Text shown:
■ ■ ■

The trial court decreed that the "ridge between Stump Creek and Hay Valley (could be) restored to the height as it existed prior to the 1947 and 1948 floods." Plaintiffs assert that this is too indefinite to be enforced. We find no contention in this evidence that the natural bank of Stump Creek was lowered by floods prior to 1947 and 1948. There is evidence that it was built up by earlier floods.
The evidence is that the natural grass sod banks remain intact within a few feet on either side of the wash at point A, commonly referred to in the evidence as the wash at the cowpath.
As to this feature of the case we hold that the trial court should enter a decree granting to the defendant, and his sustaining interveners, permission to fill that wash to a level with the natural grass top in close proximity on either side, and further enjoining the defendant and interveners from in any other wise raising the levels of the top of the bank of Stump Creek. The area that may be filled under the provisions here stated is the wash in the bank of Stump Creek shown by picture Exhibit 5.
The location of the defendant's irrigation lateral and the rebuilding of it is involved in the evidence. We see no reason why defendant should not be permitted to build a lateral along the outer bank of Stump Creek provided that the top of the banks of the lateral shall in no event be higher than the bank of Stump Creek. Stated otherwise the banks of the lateral shall in nowise obstruct or retard flood waters overflowing the bank of Stump Creek.
Defendant was preparing to implement another change in 1951, which also precipitated this litigation. He proposed to cut a channel from the point L to M in Stump Creek, fill up the old channel northeast of those points, and build a dike and lateral thereon so as to carry irrigation water from the point N across to high land at point M and beyond. The evidence is that such construction would raise the level of the bank of Stump Creek from 2 to 4 feet, and thus materially prevent water flowing into Hay Valley at flood times. The evidence also is that such a construction would materially increase the danger of damage to the plaintiffs and interveners in the lower Stump Creek watercourse area. The trial court by silence denied that request. Defendant does not here seek to have it granted.
The rule is: "A riparian owner may not dam, retard, or bank against the floodwaters of a running stream to the injury of lower proprietors." Beetison v. Ballou, 153 Neb. 360, 44 N.W.2d 721.

■ ■ ■

Data provided:
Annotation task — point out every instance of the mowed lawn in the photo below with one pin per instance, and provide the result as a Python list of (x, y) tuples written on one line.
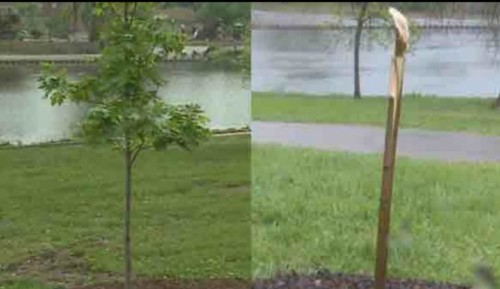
[(472, 115), (315, 209), (63, 205)]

■ ■ ■

To be done:
a) Update the part of the Stump Creek opinion that opens with the words "The evidence is that the" and closes with "picture Exhibit 5.", putting "native grass" wherever "natural grass" appears.
b) Answer these questions from the Stump Creek opinion:
(i) In what year was the defendant preparing to implement another change?
(ii) By how much would the proposed construction from point L to M raise the bank of Stump Creek?
(iii) Which picture exhibit shows the wash that may be filled?

Expected results:
a)
The evidence is that the native grass sod banks remain intact within a few feet on either side of the wash at point A, commonly referred to in the evidence as the wash at the cowpath.
As to this feature of the case we hold that the trial court should enter a decree granting to the defendant, and his sustaining interveners, permission to fill that wash to a level with the native grass top in close proximity on either side, and further enjoining the defendant and interveners from in any other wise raising the levels of the top of the bank of Stump Creek. The area that may be filled under the provisions here stated is the wash in the bank of Stump Creek shown by picture Exhibit 5.

b)
(i) 1951
(ii) From 2 to 4 feet
(iii) Exhibit 5